§ **Document extract**
-=-=-

Current assignee: I-CES (INNOVATIVE-COMPRESSION ENGINEERING SOLUTIONS); V(6N)
Priority date: 2004-07-23
Filing date: 2004-07-23
Publication date: 2008-12-25
Also published as: JP4772046B2; CA2574755A1; EP2037686A2; EP2037686A3; EP1779664A1; WO2006021626A1; JP2008507872A

Abstract

The invention concerns a method for reducing the size of raw or previously compressed data of a digital file from an audio and/or video source. It comprises an operational sequence including a step of desynchronizing original reading criteria of the file, said step involving the compression and the compacting of preserved data and a step of resynchronizing the desynchronized file enabling it to be viewed and/or read based on its original criteria of resolution and duration.

Description

This invention relates to a method of reducing the size of raw data or compressed data in a digital file, for example such as an audio file (characterised by its duration), a video file (characterised by its duration and its resolution) and an image file (characterised by its resolution).
It is particularly but not exclusively applicable to optimisation of data compression for existing or future software or hardware encoders or decoders and optimisation of storage supports for timed or untimed digital data.
It is particularly adapted to any hardware that already receives digital data compacted by known compression systems or any hardware ready to broadcast audio or video digital files using a known or future coding system.
In general, it is known that timed video media depend on time, their reproduction imposing elementary presentation actions regulated by time quanta. These timed media depend on their duration, expressed by a fixed number of samples per second for audio, and by a number of images per second for video.
The “display duration” of each sample, determined over one second, determines the duration and quality of the audio file. The combination of the total number of images (length) and the number of images per second (frame rate) generates the display duration of each video image and consequently the total duration of the video and then the total volume of data to be compacted.
This is why coding of a so-called timed digital file also obeys the duration rule, to the extent that the bit rate characterising the encoding quality is expressed in bytes per second or in kbits per second. Thus, an audio file with a duration of 60 seconds encoded at 128 kbps will always occupy 960 kbytes, regardless of the source quality and the amount of information contained in it. Even compression methods using variable bit rate algorithms are expressed in bytes per second.
The invention is particularly intended to solve the problems that arise due to increased optimisation of the compression rate of digital files, previously compressed or not compressed, without any additional perceptible quality degradation.
To achieve this, it discloses a method for reducing the size of raw data or previously compressed data in a digital file originating from an audio and/or a video source including the following steps:

- a step to desynchronise the original read criteria for the file including compression and compaction of the conserved data, and
- a resynchronisation step of the desynchronised file for its display and/or listening according to its resolution and original duration criteria.

-=-=-

§ **Information shown**
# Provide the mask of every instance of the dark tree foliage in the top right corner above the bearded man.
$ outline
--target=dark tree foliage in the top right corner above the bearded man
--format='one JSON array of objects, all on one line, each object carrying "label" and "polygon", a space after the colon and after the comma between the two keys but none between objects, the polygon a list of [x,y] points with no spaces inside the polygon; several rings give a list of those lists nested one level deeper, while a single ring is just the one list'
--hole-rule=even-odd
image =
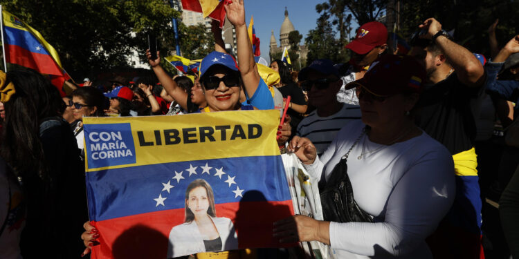
[{"label": "dark tree foliage in the top right corner above the bearded man", "polygon": [[519,1],[406,1],[401,9],[400,34],[410,37],[418,25],[435,17],[444,30],[454,30],[457,43],[489,57],[487,28],[499,18],[496,36],[500,46],[519,33]]}]

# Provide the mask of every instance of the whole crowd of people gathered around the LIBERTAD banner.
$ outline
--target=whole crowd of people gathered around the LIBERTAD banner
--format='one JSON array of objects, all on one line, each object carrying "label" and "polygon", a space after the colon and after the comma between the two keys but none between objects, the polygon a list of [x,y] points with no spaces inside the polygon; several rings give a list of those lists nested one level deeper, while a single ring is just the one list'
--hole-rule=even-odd
[{"label": "whole crowd of people gathered around the LIBERTAD banner", "polygon": [[[225,9],[237,55],[213,22],[215,51],[192,75],[171,77],[161,53],[153,58],[149,50],[154,76],[118,78],[104,92],[74,86],[60,97],[33,70],[0,72],[0,258],[78,258],[96,244],[100,233],[86,211],[84,117],[285,106],[282,152],[295,154],[321,190],[346,178],[349,204],[364,220],[294,215],[275,222],[280,242],[322,242],[332,258],[484,258],[482,207],[493,192],[509,253],[519,258],[519,35],[499,50],[496,21],[487,62],[430,18],[403,56],[389,53],[387,28],[372,21],[345,46],[349,61],[318,59],[295,73],[279,59],[270,68],[256,64],[243,1]],[[210,222],[208,215],[194,218]],[[208,240],[215,238],[213,231]],[[206,248],[215,258],[262,257],[222,250]]]}]

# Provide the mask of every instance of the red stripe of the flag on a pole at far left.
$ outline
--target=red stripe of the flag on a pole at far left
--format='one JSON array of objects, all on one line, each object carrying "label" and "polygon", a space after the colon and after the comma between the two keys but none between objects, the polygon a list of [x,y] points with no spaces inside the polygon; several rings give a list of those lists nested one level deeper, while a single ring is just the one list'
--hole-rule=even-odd
[{"label": "red stripe of the flag on a pole at far left", "polygon": [[50,55],[30,52],[16,45],[6,44],[6,62],[33,68],[47,75],[63,75],[62,70]]}]

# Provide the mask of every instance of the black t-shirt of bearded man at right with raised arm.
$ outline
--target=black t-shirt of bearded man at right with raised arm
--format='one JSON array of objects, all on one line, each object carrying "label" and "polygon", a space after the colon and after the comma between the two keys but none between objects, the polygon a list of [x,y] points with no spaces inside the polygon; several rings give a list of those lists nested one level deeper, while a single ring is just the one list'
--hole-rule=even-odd
[{"label": "black t-shirt of bearded man at right with raised arm", "polygon": [[426,86],[415,106],[415,123],[452,155],[471,149],[476,136],[471,100],[482,94],[482,88],[465,86],[455,73]]}]

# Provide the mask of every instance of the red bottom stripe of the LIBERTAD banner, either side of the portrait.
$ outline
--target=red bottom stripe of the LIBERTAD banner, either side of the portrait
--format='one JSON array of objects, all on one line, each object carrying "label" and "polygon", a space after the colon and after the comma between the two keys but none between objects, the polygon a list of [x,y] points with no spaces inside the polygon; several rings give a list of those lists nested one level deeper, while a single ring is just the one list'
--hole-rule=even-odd
[{"label": "red bottom stripe of the LIBERTAD banner, either side of the portrait", "polygon": [[[272,236],[273,222],[293,215],[291,204],[233,202],[215,204],[215,209],[217,217],[233,221],[240,248],[291,247],[294,244],[280,244]],[[100,245],[93,247],[91,258],[166,258],[170,231],[183,221],[184,209],[170,209],[91,222],[100,233]]]}]

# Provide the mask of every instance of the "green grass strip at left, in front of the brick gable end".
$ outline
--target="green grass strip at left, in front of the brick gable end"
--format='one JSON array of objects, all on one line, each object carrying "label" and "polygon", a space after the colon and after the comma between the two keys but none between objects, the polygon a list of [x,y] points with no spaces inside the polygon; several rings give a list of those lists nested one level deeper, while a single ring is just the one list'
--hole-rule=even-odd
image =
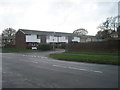
[{"label": "green grass strip at left, in front of the brick gable end", "polygon": [[31,49],[17,49],[17,48],[3,48],[0,50],[2,53],[9,53],[9,52],[37,52],[38,50],[31,50]]}]

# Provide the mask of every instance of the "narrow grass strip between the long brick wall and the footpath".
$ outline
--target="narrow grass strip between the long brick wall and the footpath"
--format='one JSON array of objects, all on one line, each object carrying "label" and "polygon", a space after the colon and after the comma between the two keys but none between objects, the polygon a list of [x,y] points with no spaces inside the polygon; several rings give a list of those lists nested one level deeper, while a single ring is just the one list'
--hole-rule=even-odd
[{"label": "narrow grass strip between the long brick wall and the footpath", "polygon": [[120,55],[120,52],[102,52],[102,51],[66,51],[64,53],[72,53],[72,54],[88,54],[88,55],[113,55],[117,56]]}]

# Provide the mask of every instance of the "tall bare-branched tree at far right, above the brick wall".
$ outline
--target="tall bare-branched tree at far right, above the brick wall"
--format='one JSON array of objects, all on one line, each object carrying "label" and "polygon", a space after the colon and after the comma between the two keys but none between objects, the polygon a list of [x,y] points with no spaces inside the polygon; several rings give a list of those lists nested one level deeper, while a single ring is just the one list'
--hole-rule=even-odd
[{"label": "tall bare-branched tree at far right, above the brick wall", "polygon": [[105,22],[101,23],[97,27],[99,31],[97,32],[96,37],[99,39],[111,38],[111,34],[117,31],[119,24],[118,18],[119,16],[109,17]]}]

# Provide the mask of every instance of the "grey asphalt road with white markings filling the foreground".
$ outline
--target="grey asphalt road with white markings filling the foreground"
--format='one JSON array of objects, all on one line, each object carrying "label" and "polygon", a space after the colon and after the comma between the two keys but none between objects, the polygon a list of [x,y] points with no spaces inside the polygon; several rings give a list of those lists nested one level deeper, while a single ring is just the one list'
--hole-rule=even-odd
[{"label": "grey asphalt road with white markings filling the foreground", "polygon": [[60,61],[47,57],[49,53],[3,53],[2,87],[118,87],[118,66]]}]

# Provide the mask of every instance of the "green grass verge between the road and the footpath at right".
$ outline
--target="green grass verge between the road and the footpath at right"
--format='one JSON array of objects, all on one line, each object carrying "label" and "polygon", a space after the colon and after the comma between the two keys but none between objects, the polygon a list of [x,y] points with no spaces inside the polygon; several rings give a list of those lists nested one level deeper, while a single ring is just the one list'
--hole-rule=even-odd
[{"label": "green grass verge between the road and the footpath at right", "polygon": [[86,55],[66,55],[64,53],[60,54],[50,54],[52,58],[59,60],[68,61],[78,61],[78,62],[90,62],[90,63],[101,63],[101,64],[118,64],[118,57],[108,57],[108,56],[86,56]]}]

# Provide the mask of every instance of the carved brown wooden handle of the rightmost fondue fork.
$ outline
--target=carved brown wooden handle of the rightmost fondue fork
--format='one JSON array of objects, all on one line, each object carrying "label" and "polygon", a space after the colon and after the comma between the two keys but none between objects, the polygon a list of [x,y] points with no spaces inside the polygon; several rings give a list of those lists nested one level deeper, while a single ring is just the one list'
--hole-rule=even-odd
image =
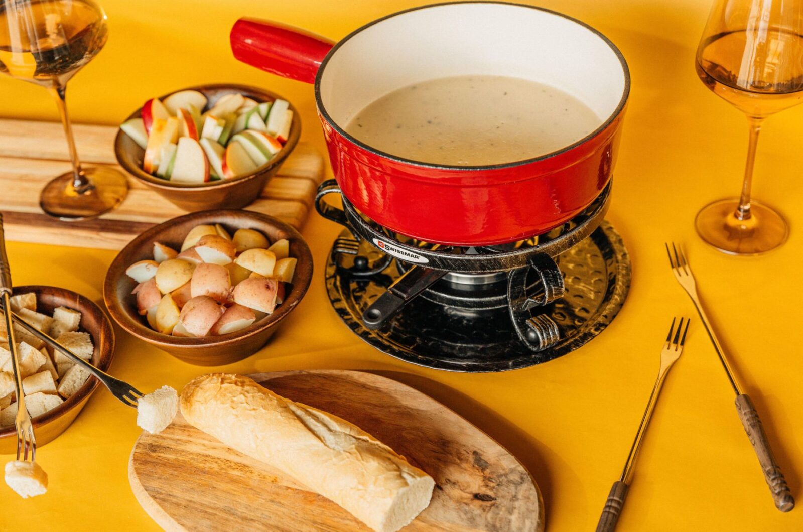
[{"label": "carved brown wooden handle of the rightmost fondue fork", "polygon": [[739,418],[742,420],[742,425],[744,425],[744,432],[748,433],[750,443],[756,451],[759,464],[761,464],[761,471],[764,472],[764,480],[767,481],[776,508],[780,509],[781,512],[788,512],[795,507],[795,499],[792,497],[792,493],[789,492],[784,473],[781,473],[781,467],[772,454],[772,448],[769,447],[769,440],[767,440],[767,434],[764,432],[764,426],[761,424],[756,407],[753,406],[748,395],[736,395],[736,410],[739,411]]}]

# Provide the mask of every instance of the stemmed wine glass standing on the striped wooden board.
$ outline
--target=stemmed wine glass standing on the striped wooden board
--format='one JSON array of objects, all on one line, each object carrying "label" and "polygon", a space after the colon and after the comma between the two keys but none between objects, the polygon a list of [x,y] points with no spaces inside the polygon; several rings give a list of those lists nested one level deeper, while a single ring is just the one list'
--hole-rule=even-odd
[{"label": "stemmed wine glass standing on the striped wooden board", "polygon": [[93,0],[0,0],[0,72],[47,88],[55,96],[72,170],[43,188],[47,215],[79,220],[102,215],[128,194],[124,174],[108,166],[82,168],[65,95],[67,81],[106,43],[106,14]]}]

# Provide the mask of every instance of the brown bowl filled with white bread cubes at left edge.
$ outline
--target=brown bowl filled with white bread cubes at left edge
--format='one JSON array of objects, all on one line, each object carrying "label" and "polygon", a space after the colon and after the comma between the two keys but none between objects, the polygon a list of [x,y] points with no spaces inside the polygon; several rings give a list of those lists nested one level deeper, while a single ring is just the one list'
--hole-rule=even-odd
[{"label": "brown bowl filled with white bread cubes at left edge", "polygon": [[[52,286],[18,286],[14,287],[11,308],[80,358],[108,371],[114,354],[114,332],[104,311],[88,298]],[[87,370],[54,352],[22,325],[14,325],[14,339],[22,393],[34,424],[37,447],[41,447],[70,426],[99,383]],[[16,452],[16,415],[8,333],[5,321],[0,319],[0,454]]]}]

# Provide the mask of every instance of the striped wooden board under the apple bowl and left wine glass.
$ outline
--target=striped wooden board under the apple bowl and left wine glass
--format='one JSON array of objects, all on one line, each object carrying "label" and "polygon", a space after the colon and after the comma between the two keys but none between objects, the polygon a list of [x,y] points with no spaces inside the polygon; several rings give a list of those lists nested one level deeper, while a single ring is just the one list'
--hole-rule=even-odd
[{"label": "striped wooden board under the apple bowl and left wine glass", "polygon": [[[73,129],[84,164],[116,166],[116,127],[76,124]],[[0,211],[6,239],[121,249],[154,224],[186,214],[129,176],[128,197],[116,210],[82,222],[52,219],[39,208],[39,192],[45,183],[67,170],[67,141],[59,123],[0,120]],[[300,229],[312,211],[323,177],[320,153],[300,142],[267,183],[262,196],[246,209],[275,216]]]}]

-=-=-

§ **Tasks to perform**
1 - Rewrite the stretch of the patent text on shrinking audio and video files from "Current assignee: I-CES" through "resolution and duration.", swapping "file" for "recording".
2 - Answer these questions from the patent text on shrinking audio and video files:
(a) What priority date does it give?
(b) How much space does it say a 60-second audio file encoded at 128 kbps will always occupy?
(c) By what two things does it say a video file is characterised?
3 - Continue the patent text on shrinking audio and video files from its final sentence.

§ **Solved problems**
1 -
Current assignee: I-CES (INNOVATIVE-COMPRESSION ENGINEERING SOLUTIONS); V(6N)
Priority date: 2004-07-23
Filing date: 2004-07-23
Publication date: 2008-12-25
Also published as: JP4772046B2; CA2574755A1; EP2037686A2; EP2037686A3; EP1779664A1; WO2006021626A1; JP2008507872A

Abstract

The invention concerns a method for reducing the size of raw or previously compressed data of a digital recording from an audio and/or video source. It comprises an operational sequence including a step of desynchronizing original reading criteria of the recording, said step involving the compression and the compacting of preserved data and a step of resynchronizing the desynchronized recording enabling it to be viewed and/or read based on its original criteria of resolution and duration.

2 -
(a) 2004-07-23
(b) 960 kbytes
(c) Its duration and its resolution

3 -
If the method according to the invention concerns a timed digital file, it may more precisely include the following steps:

- deregulation of time quanta of the file using a predetermined deregulation coefficient so as to shorten the file duration and the number of items of data to be processed,
- recording of the deregulated file (accelerated),
- reproduction of the file in accordance with a process including:
  - detection of the deregulation coefficient, reproduction of original quanta by multiplying the duration of the processed file by the inverse of the regulation coefficient,
  - production of digital values reproduced on an appropriate scale with a pitch corresponding to the deregulation coefficient so as to obtain a processed file with codes (calorimetric or audio) conforming with the codes for the source.

Thus, for a video file, the above-mentioned deregulation is obtained:

- either by modifying the value of the quanta separating each image in the uncompressed file header,
- or by copying each video image into the same time space according to the deregulation coefficient,
- or by concentrating a series of images.

On the other hand, in the case of an audio file, deregulation takes place by modifying the pitch and/or concentrating the samples and/or deleting samples using a fixed or variable deletion rate.
In all cases, the method is used to reproduce the small file in its original time quanta, so as to enable correct execution without any additional perceptible quality degradation.
In reducing the length of the character string, it facilitates an increase in the time and spatial redundancy content.
By desynchronising the fundamental criteria for reading an uncompressed image file, it produces a principle for variable elimination of values for each colour layer and for each block of 64 values, as a function of the linearity of the information per row or per column and/or as a function of the proximity of the information.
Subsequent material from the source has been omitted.